JOB: Set down, word for word, every line in the rows below from the one containing "the wooden mirror" down to the one containing "[(514, 257), (913, 688), (517, 602)]", including both of those lines.
Start of PROVIDED RECORDS
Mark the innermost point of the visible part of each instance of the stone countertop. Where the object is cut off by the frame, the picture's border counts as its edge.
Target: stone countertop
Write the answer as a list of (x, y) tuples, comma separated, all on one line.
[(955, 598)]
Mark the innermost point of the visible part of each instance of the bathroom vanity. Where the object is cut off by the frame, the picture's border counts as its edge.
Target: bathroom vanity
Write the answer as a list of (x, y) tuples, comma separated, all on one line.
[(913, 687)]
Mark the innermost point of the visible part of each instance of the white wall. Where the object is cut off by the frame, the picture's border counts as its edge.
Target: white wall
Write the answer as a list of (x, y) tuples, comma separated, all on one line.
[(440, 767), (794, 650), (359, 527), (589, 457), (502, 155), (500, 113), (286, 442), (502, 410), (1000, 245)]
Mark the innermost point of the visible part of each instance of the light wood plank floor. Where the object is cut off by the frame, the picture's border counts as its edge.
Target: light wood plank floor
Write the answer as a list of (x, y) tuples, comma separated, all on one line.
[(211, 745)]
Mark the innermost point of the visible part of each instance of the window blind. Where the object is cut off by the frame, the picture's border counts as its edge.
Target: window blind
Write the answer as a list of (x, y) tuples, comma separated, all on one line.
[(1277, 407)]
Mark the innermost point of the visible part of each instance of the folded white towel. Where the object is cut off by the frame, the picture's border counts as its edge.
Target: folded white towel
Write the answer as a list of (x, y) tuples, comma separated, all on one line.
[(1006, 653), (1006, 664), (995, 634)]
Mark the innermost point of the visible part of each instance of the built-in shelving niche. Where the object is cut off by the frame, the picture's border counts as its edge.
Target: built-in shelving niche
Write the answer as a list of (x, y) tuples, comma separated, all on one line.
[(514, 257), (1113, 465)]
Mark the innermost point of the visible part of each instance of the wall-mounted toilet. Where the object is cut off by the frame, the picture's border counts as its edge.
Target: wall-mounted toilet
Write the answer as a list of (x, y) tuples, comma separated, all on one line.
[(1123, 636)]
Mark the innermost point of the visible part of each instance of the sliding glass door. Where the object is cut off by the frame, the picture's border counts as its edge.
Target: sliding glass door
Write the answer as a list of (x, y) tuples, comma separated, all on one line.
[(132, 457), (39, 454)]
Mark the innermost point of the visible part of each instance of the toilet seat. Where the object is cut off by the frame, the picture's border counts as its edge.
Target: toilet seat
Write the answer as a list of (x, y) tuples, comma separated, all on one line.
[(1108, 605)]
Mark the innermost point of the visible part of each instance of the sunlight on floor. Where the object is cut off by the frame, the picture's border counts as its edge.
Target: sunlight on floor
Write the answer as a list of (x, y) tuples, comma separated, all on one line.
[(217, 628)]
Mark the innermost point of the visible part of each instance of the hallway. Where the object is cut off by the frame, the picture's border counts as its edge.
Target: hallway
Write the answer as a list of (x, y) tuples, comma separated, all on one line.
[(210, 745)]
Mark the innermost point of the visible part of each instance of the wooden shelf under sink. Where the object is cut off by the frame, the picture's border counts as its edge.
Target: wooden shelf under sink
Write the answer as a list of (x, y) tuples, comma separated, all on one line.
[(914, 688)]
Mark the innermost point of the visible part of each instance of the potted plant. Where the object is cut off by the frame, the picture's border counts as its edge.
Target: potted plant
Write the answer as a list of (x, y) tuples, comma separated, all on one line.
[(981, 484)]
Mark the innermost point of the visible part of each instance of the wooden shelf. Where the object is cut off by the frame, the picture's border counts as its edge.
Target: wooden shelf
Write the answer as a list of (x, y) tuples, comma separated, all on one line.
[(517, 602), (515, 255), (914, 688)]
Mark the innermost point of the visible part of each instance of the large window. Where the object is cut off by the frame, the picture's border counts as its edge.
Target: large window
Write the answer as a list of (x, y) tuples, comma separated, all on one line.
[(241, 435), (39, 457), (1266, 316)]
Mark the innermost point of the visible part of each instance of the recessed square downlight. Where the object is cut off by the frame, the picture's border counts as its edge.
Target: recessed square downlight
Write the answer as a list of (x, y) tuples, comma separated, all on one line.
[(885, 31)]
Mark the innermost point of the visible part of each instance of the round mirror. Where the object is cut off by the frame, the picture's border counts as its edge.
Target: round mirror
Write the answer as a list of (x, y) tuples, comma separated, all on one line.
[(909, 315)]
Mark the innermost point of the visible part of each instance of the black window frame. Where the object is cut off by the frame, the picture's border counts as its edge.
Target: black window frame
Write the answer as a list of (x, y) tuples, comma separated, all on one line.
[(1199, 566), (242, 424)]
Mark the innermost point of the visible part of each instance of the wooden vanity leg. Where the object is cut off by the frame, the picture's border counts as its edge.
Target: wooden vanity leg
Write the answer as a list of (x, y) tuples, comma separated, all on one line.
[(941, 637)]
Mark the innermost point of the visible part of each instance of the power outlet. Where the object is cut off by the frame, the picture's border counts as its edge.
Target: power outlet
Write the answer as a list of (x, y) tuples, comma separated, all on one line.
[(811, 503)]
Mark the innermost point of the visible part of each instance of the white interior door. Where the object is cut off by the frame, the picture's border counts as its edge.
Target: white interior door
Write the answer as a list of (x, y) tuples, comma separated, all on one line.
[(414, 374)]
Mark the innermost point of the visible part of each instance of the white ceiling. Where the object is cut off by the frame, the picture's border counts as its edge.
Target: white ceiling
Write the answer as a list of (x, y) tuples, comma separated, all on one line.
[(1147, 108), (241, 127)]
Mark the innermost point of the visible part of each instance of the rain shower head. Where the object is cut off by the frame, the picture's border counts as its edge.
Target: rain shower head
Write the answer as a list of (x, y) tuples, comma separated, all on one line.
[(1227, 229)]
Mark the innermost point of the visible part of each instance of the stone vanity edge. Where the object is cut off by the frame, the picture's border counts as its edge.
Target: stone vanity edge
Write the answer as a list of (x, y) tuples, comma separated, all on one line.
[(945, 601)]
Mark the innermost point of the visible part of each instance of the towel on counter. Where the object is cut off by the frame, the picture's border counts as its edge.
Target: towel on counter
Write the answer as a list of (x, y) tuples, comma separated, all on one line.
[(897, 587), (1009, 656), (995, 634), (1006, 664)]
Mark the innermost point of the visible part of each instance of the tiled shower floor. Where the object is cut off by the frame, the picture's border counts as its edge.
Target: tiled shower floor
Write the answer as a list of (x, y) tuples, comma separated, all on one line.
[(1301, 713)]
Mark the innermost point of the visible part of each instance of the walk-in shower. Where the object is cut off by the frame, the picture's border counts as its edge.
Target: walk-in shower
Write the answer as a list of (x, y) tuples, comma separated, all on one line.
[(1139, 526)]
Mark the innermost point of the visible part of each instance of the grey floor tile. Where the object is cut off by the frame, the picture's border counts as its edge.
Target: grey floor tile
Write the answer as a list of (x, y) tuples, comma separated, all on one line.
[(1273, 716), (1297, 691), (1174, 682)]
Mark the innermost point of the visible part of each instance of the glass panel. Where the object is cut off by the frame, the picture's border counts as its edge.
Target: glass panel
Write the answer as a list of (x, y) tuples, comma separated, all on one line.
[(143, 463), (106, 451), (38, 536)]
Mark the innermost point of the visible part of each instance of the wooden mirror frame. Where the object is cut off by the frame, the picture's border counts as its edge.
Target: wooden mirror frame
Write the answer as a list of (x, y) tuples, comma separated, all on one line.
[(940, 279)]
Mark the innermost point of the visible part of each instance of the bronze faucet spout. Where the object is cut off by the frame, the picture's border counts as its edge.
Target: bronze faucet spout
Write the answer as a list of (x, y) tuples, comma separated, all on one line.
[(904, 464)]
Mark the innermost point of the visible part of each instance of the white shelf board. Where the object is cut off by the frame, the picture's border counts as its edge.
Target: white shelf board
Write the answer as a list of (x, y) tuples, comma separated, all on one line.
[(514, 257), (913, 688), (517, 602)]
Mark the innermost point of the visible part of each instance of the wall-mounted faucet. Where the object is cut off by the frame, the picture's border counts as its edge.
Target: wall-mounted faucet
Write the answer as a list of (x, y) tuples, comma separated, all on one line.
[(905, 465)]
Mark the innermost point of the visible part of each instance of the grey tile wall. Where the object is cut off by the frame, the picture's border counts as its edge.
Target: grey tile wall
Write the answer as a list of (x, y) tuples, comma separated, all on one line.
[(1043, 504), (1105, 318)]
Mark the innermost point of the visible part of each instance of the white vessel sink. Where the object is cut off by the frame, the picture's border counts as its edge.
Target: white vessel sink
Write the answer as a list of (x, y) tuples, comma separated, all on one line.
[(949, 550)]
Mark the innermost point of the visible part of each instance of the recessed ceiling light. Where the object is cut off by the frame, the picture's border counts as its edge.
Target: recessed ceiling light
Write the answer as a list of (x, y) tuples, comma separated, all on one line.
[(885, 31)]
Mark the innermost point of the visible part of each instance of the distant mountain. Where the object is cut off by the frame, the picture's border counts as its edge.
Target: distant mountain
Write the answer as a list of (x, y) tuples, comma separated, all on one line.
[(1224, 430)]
End of PROVIDED RECORDS
Start of PROVIDED RECORDS
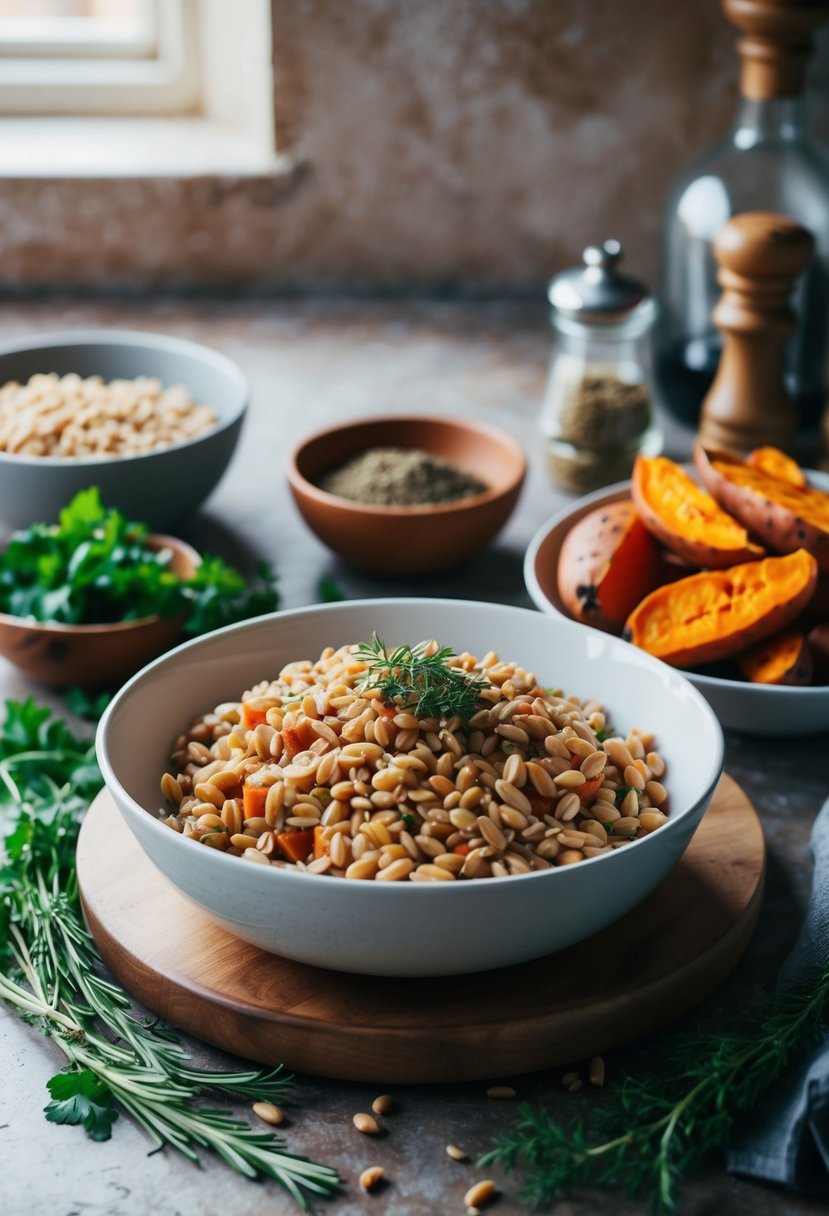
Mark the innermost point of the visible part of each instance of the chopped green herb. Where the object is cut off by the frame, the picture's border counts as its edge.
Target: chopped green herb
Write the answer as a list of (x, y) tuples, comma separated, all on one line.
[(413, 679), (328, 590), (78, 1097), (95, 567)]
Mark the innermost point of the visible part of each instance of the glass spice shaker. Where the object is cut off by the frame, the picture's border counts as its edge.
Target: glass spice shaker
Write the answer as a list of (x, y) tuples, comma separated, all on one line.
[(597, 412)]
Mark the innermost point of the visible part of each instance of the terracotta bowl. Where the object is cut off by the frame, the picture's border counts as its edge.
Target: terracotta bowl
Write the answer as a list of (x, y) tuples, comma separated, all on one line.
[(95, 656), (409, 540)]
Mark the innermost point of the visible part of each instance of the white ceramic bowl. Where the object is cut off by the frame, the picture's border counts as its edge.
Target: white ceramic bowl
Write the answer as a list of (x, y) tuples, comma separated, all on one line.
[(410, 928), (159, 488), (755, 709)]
End of PROVIDED RECORDS
Start of PROVIDED RECORDS
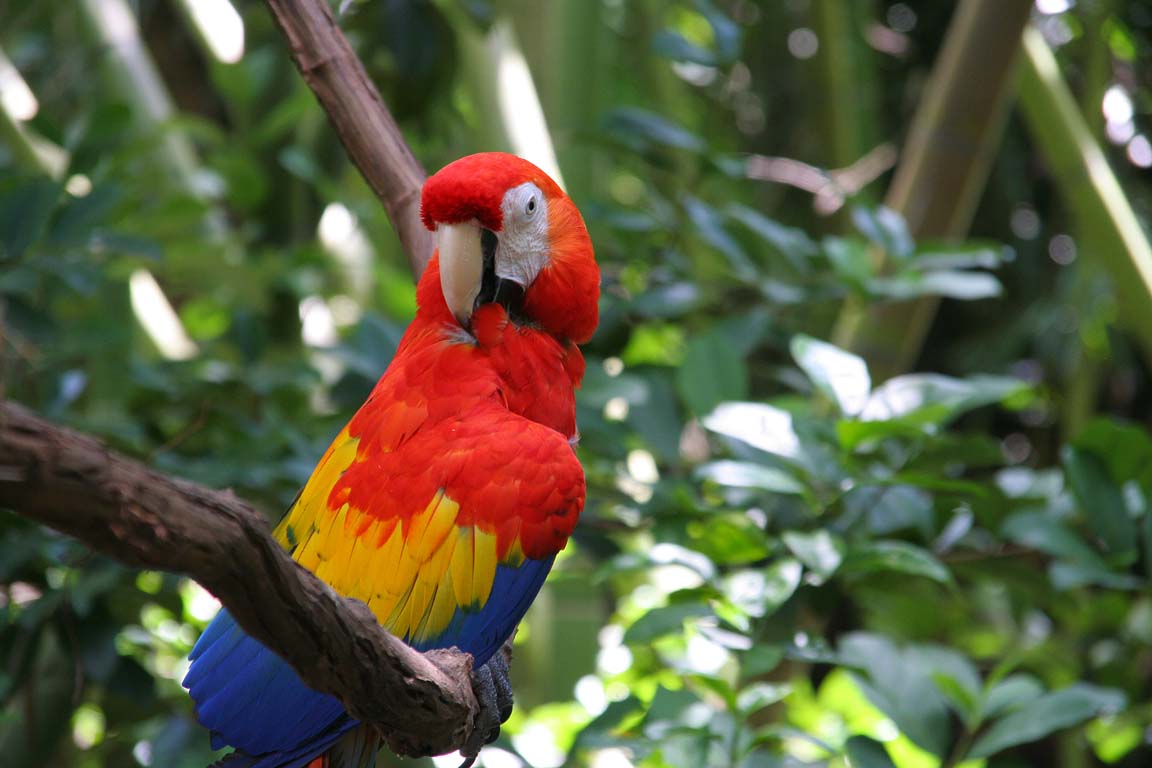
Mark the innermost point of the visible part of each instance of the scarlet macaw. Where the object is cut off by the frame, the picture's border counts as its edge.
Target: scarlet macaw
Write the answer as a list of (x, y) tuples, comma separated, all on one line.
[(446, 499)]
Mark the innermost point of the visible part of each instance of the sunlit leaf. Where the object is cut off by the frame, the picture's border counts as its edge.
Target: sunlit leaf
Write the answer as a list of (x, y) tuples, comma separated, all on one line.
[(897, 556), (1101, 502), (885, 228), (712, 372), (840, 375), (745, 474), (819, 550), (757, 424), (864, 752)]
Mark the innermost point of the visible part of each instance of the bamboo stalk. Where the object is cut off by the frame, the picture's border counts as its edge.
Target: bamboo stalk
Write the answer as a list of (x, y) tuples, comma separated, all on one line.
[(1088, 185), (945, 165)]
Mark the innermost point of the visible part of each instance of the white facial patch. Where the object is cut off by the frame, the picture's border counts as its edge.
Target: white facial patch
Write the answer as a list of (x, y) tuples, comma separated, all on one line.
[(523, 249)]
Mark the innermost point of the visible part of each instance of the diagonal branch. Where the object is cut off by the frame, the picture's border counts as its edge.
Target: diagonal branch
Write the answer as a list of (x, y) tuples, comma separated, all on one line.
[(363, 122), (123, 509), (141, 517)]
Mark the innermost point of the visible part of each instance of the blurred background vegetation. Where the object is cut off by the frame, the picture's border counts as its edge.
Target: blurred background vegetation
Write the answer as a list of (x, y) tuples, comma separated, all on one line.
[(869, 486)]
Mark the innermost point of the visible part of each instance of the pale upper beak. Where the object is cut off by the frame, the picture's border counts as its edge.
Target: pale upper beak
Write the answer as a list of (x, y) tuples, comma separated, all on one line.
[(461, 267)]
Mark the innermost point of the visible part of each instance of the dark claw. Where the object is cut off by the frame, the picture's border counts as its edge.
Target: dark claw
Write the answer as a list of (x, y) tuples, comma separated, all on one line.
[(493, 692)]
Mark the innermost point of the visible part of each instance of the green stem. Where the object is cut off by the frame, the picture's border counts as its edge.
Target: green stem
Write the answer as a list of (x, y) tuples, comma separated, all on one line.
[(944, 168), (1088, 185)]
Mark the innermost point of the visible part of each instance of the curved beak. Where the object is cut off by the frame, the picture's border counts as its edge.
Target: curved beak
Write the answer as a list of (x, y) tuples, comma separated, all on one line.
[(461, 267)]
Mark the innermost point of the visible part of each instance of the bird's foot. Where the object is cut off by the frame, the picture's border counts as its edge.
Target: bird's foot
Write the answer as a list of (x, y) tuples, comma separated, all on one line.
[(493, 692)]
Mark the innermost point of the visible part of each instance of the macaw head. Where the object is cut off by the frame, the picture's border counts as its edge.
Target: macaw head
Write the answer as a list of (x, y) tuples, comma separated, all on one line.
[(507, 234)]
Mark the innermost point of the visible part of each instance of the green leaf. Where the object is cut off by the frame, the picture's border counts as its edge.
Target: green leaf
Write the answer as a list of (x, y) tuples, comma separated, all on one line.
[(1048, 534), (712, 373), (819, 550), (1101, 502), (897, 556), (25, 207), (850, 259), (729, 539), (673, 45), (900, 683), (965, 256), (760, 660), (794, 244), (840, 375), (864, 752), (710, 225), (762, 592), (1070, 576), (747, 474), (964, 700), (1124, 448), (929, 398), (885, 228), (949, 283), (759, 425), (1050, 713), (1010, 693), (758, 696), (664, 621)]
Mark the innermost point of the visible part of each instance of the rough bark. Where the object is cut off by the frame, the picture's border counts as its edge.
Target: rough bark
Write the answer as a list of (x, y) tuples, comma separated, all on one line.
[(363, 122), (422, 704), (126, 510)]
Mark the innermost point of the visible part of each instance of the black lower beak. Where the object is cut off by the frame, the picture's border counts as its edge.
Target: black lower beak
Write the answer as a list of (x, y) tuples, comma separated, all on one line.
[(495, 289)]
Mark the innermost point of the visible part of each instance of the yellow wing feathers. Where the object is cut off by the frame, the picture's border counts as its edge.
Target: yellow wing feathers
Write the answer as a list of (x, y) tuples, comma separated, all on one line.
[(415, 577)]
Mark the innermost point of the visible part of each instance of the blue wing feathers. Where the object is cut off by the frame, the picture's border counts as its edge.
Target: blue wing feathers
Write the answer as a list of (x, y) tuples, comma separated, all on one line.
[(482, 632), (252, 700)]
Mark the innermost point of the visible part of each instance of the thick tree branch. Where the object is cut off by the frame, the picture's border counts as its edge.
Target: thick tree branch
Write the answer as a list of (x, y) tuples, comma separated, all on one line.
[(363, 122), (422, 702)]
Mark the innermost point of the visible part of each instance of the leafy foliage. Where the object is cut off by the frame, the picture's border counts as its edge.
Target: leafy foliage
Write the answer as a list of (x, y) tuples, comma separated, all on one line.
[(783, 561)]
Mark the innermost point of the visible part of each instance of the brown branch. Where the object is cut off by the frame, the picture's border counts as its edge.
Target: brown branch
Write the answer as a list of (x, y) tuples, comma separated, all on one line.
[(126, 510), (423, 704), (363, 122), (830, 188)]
End of PROVIDED RECORDS
REPLY:
Mark the innermost point of the visible part of each instance of the wooden mirror frame. Where the object is cut off by the frame, the picture's border counts as its edge.
Target: wooden mirror frame
Write the answer as a list of (x, y) tuples, comma separated, all on one line.
[(940, 279)]
Mark the innermost point of the visible part of each instance of the bronze faucet spout. Where the object is cut off by the frame, the picture's border counts as its edge.
Target: bronze faucet spout
Write the answer as a list of (x, y) tuples, comma separated, all on one line.
[(904, 464)]
Mark the innermost point of the visible part of each instance of the white shelf board. Where the object is cut off by the frame, the picture's border counts as its edge.
Target: white shelf board
Write the answer as a list of (x, y) tuples, comma separated, all on one line.
[(514, 257), (913, 688), (517, 602)]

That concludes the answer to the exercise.